■ YOUR OBJECTIVE: Gather every line of the entries below that contains the word "List", copying each such line in full.

■ PROVIDED MATERIAL:
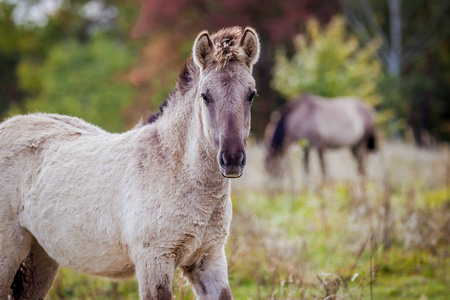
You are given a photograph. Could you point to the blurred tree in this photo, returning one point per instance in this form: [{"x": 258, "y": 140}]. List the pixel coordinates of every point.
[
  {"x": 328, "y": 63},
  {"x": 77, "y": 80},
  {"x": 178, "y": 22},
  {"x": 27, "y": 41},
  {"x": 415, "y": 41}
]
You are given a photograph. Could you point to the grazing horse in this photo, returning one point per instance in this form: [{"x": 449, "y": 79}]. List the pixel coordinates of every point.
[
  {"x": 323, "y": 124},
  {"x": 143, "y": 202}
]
--
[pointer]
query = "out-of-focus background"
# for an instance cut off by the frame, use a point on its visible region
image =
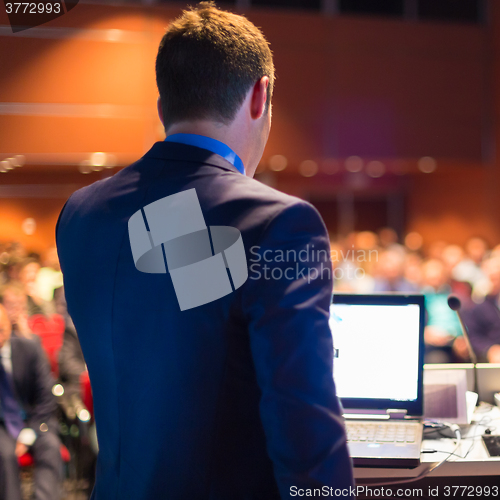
---
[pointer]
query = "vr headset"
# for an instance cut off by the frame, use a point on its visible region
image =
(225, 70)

■ CORRECT OUTPUT:
You are given a photograph. Could you point to the blurred tree in this photo, returning one point per instance in this form: [{"x": 258, "y": 140}]. List the pixel coordinates of every point.
You are given a photograph. Could you point to the grazing horse in this photo, returning one point per instance in this form: [{"x": 449, "y": 79}]. List the pixel coordinates of every point.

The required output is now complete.